**What you are asked to do:**
Find the string "front" in the data, then copy every line where it is found.

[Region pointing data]
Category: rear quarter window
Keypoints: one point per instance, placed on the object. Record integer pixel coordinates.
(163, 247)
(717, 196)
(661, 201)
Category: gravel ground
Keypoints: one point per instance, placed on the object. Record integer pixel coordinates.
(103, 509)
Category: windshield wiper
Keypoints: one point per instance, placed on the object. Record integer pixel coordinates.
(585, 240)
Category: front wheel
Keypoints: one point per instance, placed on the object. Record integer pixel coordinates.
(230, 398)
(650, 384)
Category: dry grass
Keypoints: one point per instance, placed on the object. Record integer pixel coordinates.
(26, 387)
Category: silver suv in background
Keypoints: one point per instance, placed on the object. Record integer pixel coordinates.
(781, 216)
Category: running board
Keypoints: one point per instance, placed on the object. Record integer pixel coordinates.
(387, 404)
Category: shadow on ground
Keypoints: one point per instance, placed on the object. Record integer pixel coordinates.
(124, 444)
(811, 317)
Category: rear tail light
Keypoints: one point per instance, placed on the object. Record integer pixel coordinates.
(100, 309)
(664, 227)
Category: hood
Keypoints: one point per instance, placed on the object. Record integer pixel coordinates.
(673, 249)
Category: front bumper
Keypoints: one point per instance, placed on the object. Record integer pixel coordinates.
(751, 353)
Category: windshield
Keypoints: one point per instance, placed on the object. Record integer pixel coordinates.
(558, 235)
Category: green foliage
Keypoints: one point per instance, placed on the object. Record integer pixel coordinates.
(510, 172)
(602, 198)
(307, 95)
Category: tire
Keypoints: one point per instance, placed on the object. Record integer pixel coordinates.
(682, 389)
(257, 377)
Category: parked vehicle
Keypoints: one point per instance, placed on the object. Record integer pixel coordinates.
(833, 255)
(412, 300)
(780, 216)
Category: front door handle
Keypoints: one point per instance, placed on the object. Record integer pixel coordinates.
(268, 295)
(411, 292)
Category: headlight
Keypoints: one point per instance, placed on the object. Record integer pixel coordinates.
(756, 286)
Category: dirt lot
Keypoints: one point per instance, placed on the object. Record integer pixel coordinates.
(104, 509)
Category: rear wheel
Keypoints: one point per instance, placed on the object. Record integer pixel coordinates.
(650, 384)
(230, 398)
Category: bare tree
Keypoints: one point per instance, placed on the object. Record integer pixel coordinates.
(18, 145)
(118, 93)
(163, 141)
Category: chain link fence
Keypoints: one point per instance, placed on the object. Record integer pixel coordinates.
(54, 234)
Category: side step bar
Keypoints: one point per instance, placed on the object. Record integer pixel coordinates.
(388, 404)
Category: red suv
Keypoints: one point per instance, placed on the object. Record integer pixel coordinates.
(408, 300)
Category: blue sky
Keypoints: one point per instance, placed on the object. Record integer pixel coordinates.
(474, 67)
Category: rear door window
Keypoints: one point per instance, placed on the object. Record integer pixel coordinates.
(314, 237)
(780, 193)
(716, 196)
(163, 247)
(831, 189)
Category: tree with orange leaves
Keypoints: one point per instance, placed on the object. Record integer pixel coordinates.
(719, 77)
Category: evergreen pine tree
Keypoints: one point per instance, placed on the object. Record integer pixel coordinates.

**Solution to this task:**
Category: front wheel
Category: front bumper
Category: front door handle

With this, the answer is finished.